WHAT IS EXPECTED
All of the data below is to be printed again exactly.

LISTED ENTRIES
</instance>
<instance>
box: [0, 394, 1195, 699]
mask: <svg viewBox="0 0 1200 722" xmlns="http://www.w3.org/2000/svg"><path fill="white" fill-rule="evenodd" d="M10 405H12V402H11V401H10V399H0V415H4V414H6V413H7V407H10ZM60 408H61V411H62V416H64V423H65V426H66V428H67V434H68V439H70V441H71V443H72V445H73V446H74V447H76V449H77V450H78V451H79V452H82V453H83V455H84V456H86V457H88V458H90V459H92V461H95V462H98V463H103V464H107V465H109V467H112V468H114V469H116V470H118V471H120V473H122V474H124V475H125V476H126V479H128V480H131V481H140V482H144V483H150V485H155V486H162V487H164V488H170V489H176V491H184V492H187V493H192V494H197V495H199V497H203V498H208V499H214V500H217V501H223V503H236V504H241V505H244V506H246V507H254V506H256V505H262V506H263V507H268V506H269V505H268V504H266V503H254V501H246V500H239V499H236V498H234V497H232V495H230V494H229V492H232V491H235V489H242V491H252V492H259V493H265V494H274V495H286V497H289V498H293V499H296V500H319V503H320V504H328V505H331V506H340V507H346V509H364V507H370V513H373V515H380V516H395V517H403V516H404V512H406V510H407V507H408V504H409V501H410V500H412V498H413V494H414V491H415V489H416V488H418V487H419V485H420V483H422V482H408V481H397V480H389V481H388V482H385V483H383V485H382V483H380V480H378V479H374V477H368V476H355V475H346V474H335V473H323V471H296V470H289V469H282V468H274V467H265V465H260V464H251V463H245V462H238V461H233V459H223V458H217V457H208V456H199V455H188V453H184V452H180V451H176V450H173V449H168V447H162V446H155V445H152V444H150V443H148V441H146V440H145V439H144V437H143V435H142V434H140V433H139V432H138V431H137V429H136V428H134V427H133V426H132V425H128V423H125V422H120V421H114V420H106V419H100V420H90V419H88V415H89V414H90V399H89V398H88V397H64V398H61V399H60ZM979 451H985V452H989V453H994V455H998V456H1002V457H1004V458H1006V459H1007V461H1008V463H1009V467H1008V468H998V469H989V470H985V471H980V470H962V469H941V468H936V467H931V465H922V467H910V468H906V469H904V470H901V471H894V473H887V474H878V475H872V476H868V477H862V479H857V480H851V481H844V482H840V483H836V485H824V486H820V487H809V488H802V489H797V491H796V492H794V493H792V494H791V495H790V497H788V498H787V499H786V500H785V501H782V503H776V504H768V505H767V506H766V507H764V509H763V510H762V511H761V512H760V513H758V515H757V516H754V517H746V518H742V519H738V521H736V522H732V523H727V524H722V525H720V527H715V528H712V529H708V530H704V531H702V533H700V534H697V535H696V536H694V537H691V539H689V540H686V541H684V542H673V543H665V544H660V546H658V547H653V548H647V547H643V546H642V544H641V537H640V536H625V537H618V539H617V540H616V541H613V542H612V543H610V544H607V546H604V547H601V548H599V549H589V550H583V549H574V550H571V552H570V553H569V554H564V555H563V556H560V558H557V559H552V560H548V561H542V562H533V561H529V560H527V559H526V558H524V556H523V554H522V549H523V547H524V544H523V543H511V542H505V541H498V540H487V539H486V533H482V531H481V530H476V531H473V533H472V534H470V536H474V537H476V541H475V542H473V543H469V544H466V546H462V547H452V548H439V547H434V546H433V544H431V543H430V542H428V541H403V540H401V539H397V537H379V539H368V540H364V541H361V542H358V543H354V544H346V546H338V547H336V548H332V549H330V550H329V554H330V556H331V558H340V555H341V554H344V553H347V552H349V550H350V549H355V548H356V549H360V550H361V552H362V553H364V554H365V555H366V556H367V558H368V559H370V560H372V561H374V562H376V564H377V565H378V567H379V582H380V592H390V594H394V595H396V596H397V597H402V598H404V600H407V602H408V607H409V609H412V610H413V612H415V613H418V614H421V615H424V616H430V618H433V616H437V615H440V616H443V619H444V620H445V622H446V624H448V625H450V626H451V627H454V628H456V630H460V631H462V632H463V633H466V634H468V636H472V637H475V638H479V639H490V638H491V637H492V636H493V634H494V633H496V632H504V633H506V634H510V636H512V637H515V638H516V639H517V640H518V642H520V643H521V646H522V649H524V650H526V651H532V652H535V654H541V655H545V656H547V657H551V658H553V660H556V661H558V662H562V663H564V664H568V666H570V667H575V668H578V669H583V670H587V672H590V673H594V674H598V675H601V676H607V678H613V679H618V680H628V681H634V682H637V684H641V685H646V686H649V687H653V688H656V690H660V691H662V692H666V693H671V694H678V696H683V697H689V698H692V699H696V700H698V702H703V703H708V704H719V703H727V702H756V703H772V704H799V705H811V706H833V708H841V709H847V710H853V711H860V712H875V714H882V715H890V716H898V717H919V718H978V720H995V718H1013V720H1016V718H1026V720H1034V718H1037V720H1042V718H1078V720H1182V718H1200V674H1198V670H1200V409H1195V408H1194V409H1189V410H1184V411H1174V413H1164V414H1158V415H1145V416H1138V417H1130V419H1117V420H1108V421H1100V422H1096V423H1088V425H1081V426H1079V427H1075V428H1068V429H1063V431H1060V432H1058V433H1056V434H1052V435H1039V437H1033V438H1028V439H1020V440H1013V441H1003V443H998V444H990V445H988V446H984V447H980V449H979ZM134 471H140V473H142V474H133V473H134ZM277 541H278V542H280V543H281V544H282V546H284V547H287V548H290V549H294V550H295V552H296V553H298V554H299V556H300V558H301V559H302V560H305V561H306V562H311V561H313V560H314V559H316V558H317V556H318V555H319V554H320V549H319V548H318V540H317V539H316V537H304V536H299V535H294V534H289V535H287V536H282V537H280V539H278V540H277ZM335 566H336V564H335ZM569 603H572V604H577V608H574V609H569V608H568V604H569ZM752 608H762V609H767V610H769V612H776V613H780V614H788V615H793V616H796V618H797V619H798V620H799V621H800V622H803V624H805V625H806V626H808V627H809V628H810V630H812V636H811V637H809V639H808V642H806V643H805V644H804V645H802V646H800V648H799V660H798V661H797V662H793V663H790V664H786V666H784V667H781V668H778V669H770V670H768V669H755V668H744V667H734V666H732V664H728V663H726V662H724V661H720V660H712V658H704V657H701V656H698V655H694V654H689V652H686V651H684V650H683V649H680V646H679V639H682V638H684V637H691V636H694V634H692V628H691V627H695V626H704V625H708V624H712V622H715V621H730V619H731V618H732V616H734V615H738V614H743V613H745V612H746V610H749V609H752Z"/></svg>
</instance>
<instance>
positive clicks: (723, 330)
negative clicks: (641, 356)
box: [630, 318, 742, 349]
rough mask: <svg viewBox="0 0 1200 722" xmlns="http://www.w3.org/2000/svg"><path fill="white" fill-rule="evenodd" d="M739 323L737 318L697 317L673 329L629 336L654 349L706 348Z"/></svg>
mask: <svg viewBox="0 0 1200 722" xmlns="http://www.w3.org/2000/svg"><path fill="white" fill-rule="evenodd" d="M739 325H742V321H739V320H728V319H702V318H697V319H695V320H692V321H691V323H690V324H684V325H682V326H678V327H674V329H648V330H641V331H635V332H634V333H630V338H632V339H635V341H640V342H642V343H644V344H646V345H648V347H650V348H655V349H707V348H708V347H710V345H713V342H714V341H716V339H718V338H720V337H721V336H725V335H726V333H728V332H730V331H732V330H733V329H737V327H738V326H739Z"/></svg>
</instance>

FINAL ANSWER
</instance>
<instance>
box: [0, 394, 1195, 699]
mask: <svg viewBox="0 0 1200 722" xmlns="http://www.w3.org/2000/svg"><path fill="white" fill-rule="evenodd" d="M10 405H12V402H11V401H10V399H0V415H4V414H6V413H7V407H10ZM60 408H61V411H62V416H64V423H65V426H66V428H67V434H68V439H70V441H71V443H72V445H73V446H74V447H76V449H77V450H78V451H79V452H82V453H83V455H84V456H86V457H88V458H90V459H92V461H95V462H98V463H103V464H107V465H109V467H112V468H114V469H116V470H118V471H120V473H122V474H124V475H125V476H126V479H128V480H131V481H140V482H144V483H150V485H155V486H162V487H164V488H170V489H176V491H184V492H187V493H192V494H197V495H199V497H203V498H208V499H214V500H217V501H223V503H236V504H241V505H244V506H246V507H254V506H256V505H262V506H263V507H268V506H269V505H268V504H266V503H254V501H246V500H239V499H236V498H234V497H232V495H230V494H229V492H232V491H235V489H242V491H252V492H259V493H265V494H274V495H286V497H289V498H293V499H296V500H319V503H320V504H328V505H331V506H340V507H346V509H364V507H370V513H373V515H380V516H395V517H403V516H404V512H406V510H407V507H408V504H409V501H410V500H412V498H413V494H414V491H415V489H416V488H418V487H419V485H420V483H422V482H408V481H397V480H389V481H388V482H385V483H383V485H382V483H380V480H378V479H374V477H368V476H355V475H346V474H335V473H323V471H296V470H289V469H282V468H274V467H265V465H260V464H251V463H245V462H238V461H233V459H223V458H217V457H208V456H199V455H188V453H184V452H180V451H176V450H173V449H168V447H162V446H155V445H152V444H150V443H148V441H146V440H145V439H144V437H143V435H142V434H140V433H139V432H138V431H137V429H136V428H134V427H133V426H132V425H128V423H125V422H120V421H114V420H106V419H100V420H90V419H88V415H89V414H90V399H89V398H88V397H64V398H61V399H60ZM979 451H985V452H989V453H994V455H998V456H1002V457H1004V458H1006V459H1007V461H1008V463H1009V467H1008V468H998V469H989V470H985V471H980V470H962V469H941V468H936V467H931V465H922V467H910V468H906V469H904V470H901V471H894V473H887V474H878V475H872V476H868V477H862V479H857V480H851V481H844V482H840V483H836V485H824V486H820V487H809V488H802V489H797V491H796V492H794V493H792V494H791V495H790V497H788V498H787V499H786V500H785V501H782V503H776V504H768V505H767V506H766V507H764V509H763V510H762V511H761V512H760V513H758V515H757V516H754V517H746V518H742V519H738V521H736V522H732V523H727V524H722V525H720V527H715V528H712V529H708V530H704V531H702V533H700V534H697V535H696V536H694V537H691V539H689V540H686V541H684V542H673V543H665V544H660V546H658V547H653V548H647V547H643V546H642V544H641V537H640V536H625V537H618V539H617V540H616V541H613V542H612V543H610V544H607V546H604V547H601V548H599V549H589V550H583V549H574V550H571V552H570V553H569V554H564V555H563V556H560V558H557V559H552V560H548V561H542V562H533V561H529V560H527V559H526V558H524V556H523V554H522V549H523V547H524V544H523V543H511V542H505V541H498V540H487V539H486V533H482V531H481V530H476V531H473V533H472V534H470V536H474V537H476V541H475V542H473V543H469V544H466V546H462V547H452V548H439V547H434V546H433V544H431V543H430V542H428V541H403V540H401V539H397V537H379V539H368V540H364V541H361V542H358V543H354V544H346V546H338V547H336V548H332V549H330V550H329V554H330V556H331V558H340V555H341V554H344V553H347V552H349V550H350V549H355V548H356V549H360V550H361V552H362V553H364V554H365V555H366V556H367V558H368V559H370V560H372V561H374V562H376V564H377V565H378V567H379V582H380V592H390V594H394V595H396V596H397V597H402V598H404V600H407V602H408V607H409V609H412V610H413V612H415V613H418V614H421V615H424V616H430V618H433V616H437V615H440V616H443V619H444V620H445V622H446V624H448V625H450V626H451V627H454V628H456V630H460V631H462V632H463V633H466V634H468V636H472V637H475V638H479V639H490V638H491V637H492V636H493V634H494V633H496V632H504V633H506V634H510V636H512V637H515V638H516V639H517V640H518V642H520V643H521V646H522V649H524V650H526V651H532V652H535V654H541V655H545V656H547V657H551V658H553V660H556V661H558V662H562V663H564V664H568V666H570V667H575V668H578V669H583V670H587V672H590V673H594V674H598V675H601V676H607V678H613V679H618V680H628V681H634V682H637V684H641V685H646V686H649V687H653V688H656V690H660V691H662V692H666V693H671V694H678V696H683V697H689V698H692V699H696V700H698V702H703V703H708V704H719V703H727V702H756V703H772V704H799V705H811V706H833V708H841V709H847V710H853V711H860V712H875V714H882V715H890V716H898V717H919V718H978V720H995V718H1013V720H1016V718H1026V720H1034V718H1037V720H1042V718H1078V720H1182V718H1200V674H1198V670H1200V409H1195V408H1194V409H1189V410H1184V411H1174V413H1164V414H1158V415H1145V416H1138V417H1130V419H1117V420H1108V421H1100V422H1096V423H1088V425H1081V426H1079V427H1075V428H1068V429H1063V431H1060V432H1058V433H1056V434H1052V435H1039V437H1033V438H1028V439H1020V440H1013V441H1003V443H998V444H990V445H988V446H984V447H980V449H979ZM134 471H140V473H142V474H133V473H134ZM277 541H278V542H280V543H281V544H282V546H284V547H287V548H290V549H294V550H295V552H296V553H298V554H299V556H300V558H301V559H302V560H305V561H306V562H311V561H313V560H314V559H316V558H317V556H318V555H319V554H320V549H319V548H318V540H317V539H316V537H304V536H299V535H294V534H289V535H287V536H282V537H280V539H278V540H277ZM335 566H336V564H335ZM569 603H572V604H577V608H574V609H569V608H568V604H569ZM752 608H762V609H767V610H769V612H776V613H780V614H788V615H793V616H796V618H797V619H798V620H799V621H800V622H803V624H805V625H806V626H808V627H809V628H810V630H812V636H811V637H809V639H808V642H806V643H805V644H804V645H802V646H800V648H799V660H798V661H797V662H793V663H790V664H786V666H784V667H781V668H778V669H770V670H768V669H755V668H744V667H734V666H732V664H728V663H726V662H724V661H720V660H712V658H704V657H701V656H698V655H694V654H689V652H686V651H684V650H683V649H680V646H679V639H682V638H684V637H691V636H694V634H692V628H691V627H695V626H704V625H708V624H712V622H715V621H730V619H731V618H732V616H734V615H738V614H743V613H745V612H746V610H749V609H752Z"/></svg>
</instance>
<instance>
positive clicks: (723, 330)
negative clicks: (641, 356)
box: [630, 318, 742, 349]
rough mask: <svg viewBox="0 0 1200 722" xmlns="http://www.w3.org/2000/svg"><path fill="white" fill-rule="evenodd" d="M739 323L737 318L697 317L673 329L629 336L654 349L706 348Z"/></svg>
mask: <svg viewBox="0 0 1200 722" xmlns="http://www.w3.org/2000/svg"><path fill="white" fill-rule="evenodd" d="M739 325H742V321H739V320H728V319H702V318H697V319H695V320H692V321H691V323H690V324H684V325H682V326H678V327H674V329H648V330H641V331H635V332H634V333H630V338H632V339H635V341H640V342H642V343H644V344H646V345H648V347H650V348H655V349H707V348H708V347H710V345H713V342H714V341H716V339H718V338H720V337H721V336H725V335H726V333H728V332H730V331H732V330H733V329H737V327H738V326H739Z"/></svg>
</instance>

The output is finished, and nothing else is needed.